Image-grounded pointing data
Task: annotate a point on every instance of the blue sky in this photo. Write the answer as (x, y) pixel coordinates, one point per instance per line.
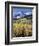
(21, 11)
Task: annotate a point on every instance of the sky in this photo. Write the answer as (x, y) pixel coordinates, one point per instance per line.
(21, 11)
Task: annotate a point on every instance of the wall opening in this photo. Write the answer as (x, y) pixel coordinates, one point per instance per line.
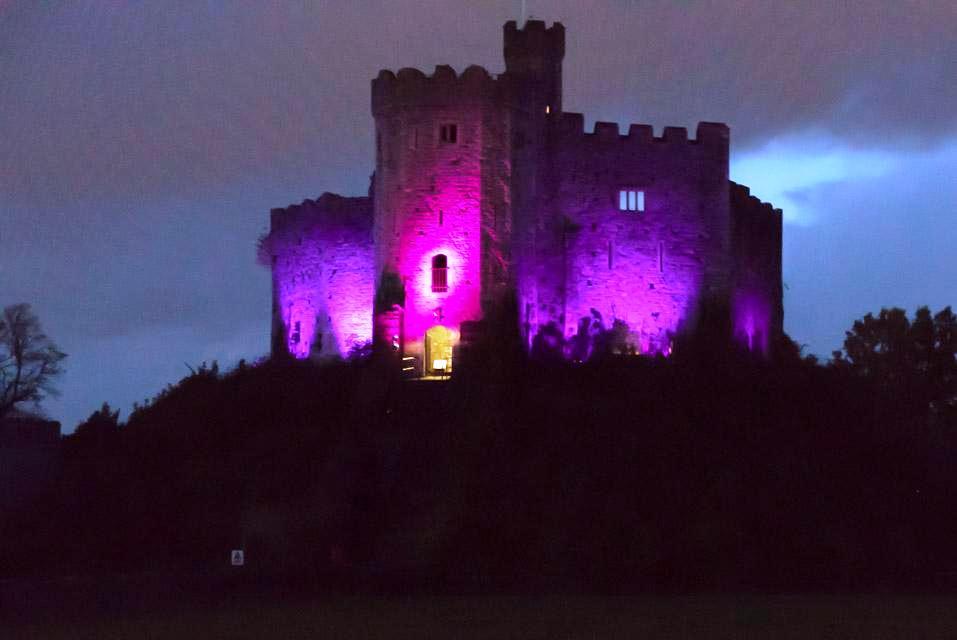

** Prompt **
If pictures are present, they are dropped, and the entries above are written out word for word.

** Task solution **
Task: annotate a point on every instance of the blue sky in this photo. Write the answer as (x, y) pixel coordinates, one point per instance per line.
(21, 11)
Task: annotate a point on every instance of the sky in this photo. Write the answer as (x, y) pixel coordinates, one point per instance per line.
(21, 11)
Task: annotate a point on every instance of the wall opening in this photo. Write the answer as (x, y) pixel coordinates, one point per instance per line.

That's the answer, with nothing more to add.